Task: Reproduce word for word the stretch of the items from their very beginning through the line containing "negative clicks: (396, 230) (84, 216)", with both ends included.
--- START ---
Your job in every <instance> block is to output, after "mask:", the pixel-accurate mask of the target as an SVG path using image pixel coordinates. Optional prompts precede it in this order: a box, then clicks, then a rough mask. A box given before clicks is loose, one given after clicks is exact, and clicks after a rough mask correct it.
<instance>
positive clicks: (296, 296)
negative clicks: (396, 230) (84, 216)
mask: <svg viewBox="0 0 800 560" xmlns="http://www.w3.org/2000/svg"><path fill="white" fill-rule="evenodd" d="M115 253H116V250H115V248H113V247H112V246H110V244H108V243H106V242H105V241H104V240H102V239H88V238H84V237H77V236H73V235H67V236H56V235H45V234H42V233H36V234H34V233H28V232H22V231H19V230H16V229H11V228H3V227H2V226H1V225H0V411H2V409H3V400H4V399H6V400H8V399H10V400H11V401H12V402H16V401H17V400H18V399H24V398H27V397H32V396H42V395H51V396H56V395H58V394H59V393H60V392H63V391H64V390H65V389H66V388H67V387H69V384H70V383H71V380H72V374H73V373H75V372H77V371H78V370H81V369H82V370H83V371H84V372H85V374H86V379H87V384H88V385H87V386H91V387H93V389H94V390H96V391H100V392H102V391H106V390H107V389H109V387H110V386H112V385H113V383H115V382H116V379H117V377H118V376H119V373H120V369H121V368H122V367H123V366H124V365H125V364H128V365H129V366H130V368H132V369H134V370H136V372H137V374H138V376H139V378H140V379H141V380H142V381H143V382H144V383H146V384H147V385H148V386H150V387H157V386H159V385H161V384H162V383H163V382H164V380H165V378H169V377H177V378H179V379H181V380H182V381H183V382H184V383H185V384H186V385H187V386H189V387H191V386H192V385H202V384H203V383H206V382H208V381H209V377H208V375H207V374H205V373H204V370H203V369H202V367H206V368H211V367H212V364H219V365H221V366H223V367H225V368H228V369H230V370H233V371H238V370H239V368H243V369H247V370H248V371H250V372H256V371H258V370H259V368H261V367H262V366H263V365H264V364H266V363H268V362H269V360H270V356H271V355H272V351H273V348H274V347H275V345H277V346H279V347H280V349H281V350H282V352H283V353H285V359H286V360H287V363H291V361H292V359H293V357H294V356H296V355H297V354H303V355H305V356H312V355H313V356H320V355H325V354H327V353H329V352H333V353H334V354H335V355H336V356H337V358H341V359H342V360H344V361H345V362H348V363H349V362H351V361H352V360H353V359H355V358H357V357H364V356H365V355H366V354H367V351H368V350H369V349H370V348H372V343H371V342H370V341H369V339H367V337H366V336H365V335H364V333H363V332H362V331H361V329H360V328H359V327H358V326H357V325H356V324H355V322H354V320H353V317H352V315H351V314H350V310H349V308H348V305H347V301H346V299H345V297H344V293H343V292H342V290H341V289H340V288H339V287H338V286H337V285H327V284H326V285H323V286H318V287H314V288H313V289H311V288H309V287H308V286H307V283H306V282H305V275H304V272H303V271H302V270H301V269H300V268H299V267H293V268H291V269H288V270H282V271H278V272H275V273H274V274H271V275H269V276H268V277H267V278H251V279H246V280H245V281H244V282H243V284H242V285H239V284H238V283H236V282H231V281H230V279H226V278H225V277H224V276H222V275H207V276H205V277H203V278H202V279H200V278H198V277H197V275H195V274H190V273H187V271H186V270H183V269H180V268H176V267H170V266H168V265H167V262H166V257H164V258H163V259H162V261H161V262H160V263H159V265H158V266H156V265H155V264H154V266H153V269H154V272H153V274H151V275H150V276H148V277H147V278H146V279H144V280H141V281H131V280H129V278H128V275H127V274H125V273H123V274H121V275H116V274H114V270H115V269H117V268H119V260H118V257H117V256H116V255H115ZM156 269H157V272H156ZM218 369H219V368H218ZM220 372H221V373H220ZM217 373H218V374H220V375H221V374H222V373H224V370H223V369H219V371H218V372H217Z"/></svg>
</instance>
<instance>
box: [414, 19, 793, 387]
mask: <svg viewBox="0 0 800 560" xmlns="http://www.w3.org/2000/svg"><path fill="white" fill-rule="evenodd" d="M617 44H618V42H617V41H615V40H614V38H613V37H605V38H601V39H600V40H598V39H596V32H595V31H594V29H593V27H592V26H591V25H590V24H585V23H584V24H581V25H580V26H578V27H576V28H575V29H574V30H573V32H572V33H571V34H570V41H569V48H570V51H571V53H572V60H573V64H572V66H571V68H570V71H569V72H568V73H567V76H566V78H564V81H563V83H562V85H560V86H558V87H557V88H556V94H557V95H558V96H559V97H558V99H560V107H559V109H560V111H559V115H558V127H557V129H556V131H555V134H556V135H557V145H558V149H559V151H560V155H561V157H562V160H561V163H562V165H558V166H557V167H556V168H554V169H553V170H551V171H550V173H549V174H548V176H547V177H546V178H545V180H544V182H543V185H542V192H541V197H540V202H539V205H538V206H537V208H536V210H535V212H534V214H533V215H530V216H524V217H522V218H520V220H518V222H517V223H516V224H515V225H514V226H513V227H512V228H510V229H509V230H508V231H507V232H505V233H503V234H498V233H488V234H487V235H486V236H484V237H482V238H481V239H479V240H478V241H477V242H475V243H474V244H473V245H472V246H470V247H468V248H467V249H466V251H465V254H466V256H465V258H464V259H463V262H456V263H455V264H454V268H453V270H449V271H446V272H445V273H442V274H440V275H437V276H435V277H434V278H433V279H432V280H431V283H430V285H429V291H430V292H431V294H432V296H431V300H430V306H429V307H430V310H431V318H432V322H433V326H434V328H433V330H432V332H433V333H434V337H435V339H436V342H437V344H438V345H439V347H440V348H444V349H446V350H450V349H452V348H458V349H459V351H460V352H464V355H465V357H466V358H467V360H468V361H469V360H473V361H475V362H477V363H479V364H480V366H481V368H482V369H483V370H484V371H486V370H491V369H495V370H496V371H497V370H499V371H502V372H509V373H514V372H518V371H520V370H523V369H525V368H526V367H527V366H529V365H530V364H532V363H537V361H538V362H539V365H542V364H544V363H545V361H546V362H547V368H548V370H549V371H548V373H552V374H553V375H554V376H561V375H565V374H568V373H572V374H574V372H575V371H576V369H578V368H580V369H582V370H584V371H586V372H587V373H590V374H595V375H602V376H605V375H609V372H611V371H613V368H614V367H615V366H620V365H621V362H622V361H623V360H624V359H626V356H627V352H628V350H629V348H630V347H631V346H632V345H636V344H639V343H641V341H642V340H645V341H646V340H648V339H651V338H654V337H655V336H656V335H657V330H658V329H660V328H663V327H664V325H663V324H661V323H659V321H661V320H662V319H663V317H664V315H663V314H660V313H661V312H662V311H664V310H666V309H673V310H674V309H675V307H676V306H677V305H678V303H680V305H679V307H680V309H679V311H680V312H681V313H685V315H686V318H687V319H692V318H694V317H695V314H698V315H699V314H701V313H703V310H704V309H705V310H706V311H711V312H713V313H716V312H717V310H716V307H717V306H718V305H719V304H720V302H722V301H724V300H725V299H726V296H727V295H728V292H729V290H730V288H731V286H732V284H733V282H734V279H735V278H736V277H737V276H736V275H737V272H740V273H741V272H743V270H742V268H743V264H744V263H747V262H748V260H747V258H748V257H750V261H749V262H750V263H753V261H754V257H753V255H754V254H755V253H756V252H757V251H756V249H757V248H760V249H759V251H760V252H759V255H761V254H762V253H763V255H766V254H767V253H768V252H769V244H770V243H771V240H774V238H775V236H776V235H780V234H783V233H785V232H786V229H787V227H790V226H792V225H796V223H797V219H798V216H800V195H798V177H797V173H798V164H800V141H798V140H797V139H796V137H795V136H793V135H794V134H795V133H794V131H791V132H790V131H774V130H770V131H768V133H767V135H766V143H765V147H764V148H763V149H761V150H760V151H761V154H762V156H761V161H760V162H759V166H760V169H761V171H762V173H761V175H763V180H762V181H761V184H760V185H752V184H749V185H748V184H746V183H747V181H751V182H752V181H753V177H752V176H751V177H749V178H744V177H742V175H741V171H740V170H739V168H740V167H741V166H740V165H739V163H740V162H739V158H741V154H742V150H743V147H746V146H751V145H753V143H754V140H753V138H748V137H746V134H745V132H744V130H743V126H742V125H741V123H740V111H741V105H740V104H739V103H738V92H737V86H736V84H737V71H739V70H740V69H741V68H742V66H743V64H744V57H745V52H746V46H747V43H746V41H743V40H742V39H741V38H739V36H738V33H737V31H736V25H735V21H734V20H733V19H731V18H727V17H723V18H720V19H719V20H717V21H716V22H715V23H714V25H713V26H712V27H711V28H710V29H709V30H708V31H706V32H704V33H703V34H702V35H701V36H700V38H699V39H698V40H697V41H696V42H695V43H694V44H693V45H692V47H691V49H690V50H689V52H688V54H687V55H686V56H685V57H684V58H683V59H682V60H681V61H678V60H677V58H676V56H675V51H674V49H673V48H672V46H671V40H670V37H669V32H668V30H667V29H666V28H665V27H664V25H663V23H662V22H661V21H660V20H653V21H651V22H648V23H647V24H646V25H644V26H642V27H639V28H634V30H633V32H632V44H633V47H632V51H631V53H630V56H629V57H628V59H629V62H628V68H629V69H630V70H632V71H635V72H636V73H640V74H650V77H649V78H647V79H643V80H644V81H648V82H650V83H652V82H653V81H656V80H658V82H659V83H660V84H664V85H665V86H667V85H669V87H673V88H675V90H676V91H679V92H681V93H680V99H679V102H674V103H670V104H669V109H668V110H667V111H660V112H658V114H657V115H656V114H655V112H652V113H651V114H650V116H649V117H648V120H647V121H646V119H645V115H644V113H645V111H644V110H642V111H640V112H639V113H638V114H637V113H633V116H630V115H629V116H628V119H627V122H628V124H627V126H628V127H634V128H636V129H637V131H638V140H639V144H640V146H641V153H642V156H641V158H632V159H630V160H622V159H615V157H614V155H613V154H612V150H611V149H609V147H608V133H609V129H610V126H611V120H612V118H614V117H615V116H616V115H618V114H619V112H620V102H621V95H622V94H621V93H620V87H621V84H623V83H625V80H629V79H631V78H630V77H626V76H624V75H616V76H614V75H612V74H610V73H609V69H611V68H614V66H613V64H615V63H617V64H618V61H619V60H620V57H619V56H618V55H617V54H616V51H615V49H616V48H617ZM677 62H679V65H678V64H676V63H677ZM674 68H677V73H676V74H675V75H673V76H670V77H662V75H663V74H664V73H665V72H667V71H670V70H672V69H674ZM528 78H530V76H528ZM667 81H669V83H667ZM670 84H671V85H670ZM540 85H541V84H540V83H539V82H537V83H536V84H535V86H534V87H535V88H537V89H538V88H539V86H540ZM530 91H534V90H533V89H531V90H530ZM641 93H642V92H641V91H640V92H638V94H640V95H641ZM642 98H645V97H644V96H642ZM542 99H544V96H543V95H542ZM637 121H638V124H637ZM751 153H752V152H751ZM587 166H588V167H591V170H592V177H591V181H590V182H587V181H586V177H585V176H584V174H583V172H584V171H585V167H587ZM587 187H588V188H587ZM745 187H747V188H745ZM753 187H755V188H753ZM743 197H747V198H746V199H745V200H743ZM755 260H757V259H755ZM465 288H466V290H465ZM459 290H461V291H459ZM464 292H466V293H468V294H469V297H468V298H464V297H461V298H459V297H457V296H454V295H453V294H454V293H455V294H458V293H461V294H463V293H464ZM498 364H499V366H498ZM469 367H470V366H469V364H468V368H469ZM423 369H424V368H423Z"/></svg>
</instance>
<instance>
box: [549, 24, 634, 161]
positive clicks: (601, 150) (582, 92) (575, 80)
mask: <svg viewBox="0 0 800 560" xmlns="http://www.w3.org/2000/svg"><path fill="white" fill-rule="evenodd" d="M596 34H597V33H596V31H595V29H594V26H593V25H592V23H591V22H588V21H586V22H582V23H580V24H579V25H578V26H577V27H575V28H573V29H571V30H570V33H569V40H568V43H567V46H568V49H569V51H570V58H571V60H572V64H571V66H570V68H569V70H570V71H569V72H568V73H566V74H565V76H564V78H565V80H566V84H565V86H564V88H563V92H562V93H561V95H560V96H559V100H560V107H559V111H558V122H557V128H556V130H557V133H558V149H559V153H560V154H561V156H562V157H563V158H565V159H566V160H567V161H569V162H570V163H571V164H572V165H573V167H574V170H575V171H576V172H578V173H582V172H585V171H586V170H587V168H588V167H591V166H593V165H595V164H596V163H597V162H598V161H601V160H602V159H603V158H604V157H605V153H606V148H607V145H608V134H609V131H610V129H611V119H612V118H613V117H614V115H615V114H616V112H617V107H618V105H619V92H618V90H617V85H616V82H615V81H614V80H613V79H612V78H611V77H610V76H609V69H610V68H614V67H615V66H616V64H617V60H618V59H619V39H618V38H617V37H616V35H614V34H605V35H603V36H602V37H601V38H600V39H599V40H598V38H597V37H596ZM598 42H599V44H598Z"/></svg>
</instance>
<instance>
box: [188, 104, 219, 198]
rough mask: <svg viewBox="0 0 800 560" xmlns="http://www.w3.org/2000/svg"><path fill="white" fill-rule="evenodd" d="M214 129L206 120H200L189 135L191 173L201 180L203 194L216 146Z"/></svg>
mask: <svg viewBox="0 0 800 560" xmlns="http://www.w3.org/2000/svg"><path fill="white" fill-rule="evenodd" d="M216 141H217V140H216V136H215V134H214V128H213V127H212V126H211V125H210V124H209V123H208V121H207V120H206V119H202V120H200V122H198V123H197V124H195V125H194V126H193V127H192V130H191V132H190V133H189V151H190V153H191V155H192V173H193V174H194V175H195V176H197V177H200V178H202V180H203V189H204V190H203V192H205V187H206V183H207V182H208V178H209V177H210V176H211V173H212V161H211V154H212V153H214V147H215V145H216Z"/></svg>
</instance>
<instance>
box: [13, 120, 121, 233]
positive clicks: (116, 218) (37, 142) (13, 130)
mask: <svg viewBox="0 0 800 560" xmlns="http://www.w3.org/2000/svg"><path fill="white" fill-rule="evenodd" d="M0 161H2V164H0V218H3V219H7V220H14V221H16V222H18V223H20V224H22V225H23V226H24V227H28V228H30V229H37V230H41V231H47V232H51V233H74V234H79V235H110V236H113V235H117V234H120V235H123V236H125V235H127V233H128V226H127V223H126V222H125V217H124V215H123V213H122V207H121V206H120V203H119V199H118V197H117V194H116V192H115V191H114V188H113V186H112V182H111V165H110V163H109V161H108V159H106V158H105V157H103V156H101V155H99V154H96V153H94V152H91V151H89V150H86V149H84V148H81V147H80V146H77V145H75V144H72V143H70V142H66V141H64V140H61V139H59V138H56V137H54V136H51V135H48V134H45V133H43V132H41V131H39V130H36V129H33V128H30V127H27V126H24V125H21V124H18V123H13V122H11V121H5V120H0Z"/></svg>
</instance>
--- END ---
Output for this task:
Your job in every <instance> block is to output, after "mask:", the pixel-accurate mask of the target as an SVG path using image pixel coordinates. Optional prompts precede it in this order: a box, then clicks, then a rough mask. A box given before clicks is loose, one given after clicks is exact, and clicks after a rough mask correct it.
<instance>
positive clicks: (296, 296)
negative clicks: (396, 230) (84, 216)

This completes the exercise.